What you have to do >> Return every line of the material below that contains the string "Query". Case counts, so only lines with the same capitalization match.

***

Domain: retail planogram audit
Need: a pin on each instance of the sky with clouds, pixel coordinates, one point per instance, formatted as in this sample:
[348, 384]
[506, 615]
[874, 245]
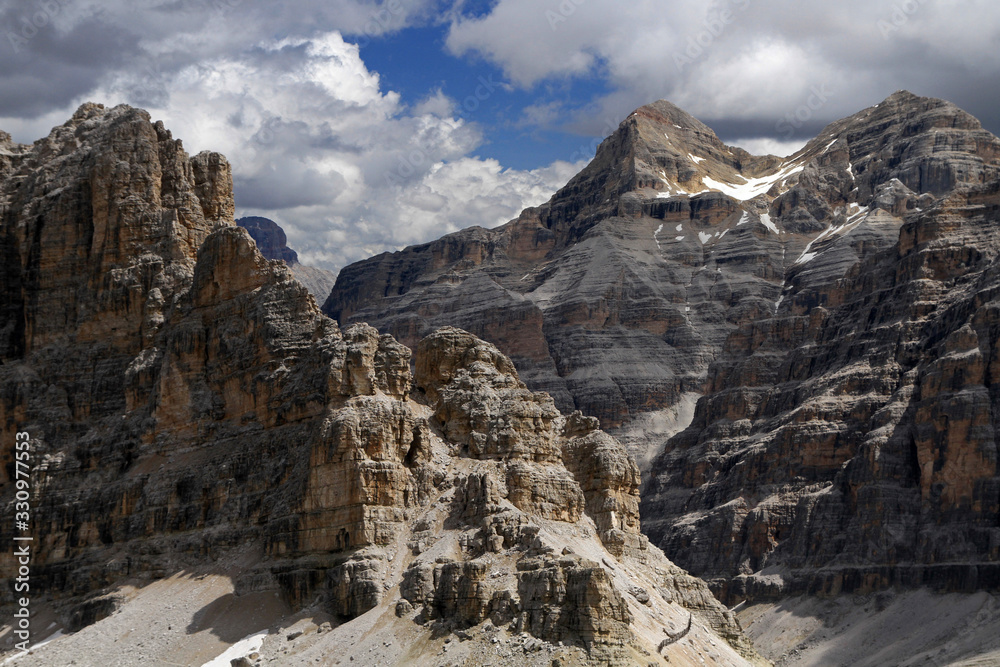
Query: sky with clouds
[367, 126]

***

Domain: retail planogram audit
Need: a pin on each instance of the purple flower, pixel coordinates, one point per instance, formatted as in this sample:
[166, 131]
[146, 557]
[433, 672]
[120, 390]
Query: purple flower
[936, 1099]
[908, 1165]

***

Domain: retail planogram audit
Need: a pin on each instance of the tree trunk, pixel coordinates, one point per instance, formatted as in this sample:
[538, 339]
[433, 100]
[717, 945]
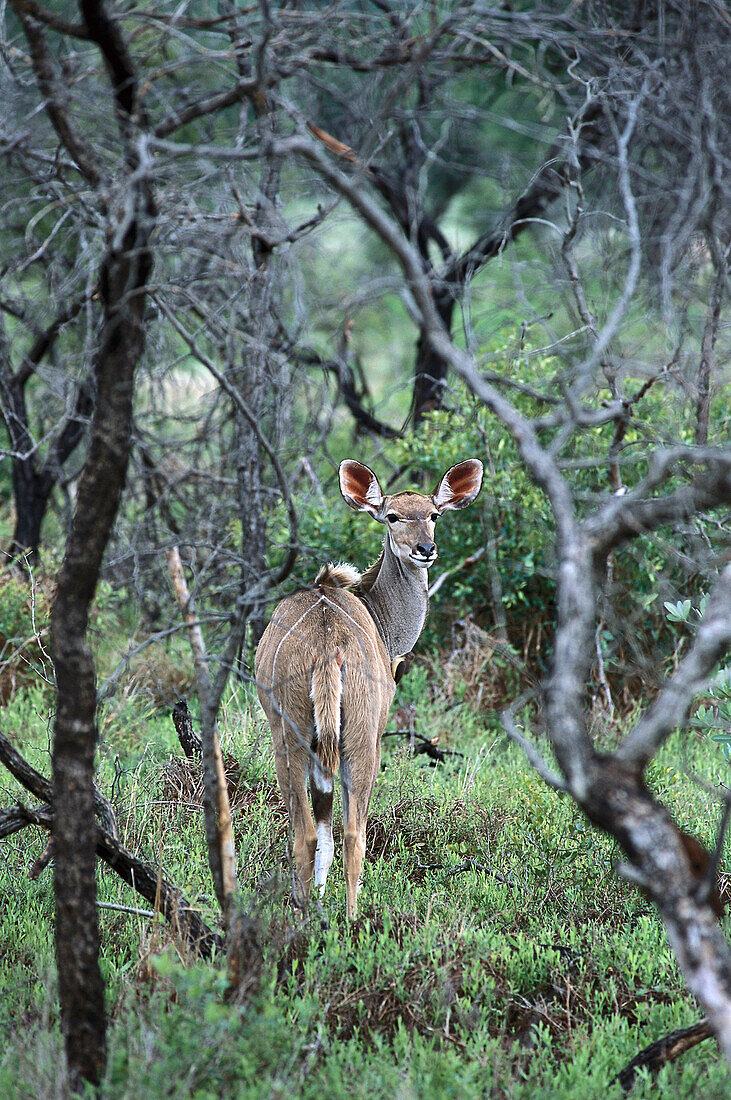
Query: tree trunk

***

Exercise output >>
Query: sky with clouds
Query: purple flower
Query: tree trunk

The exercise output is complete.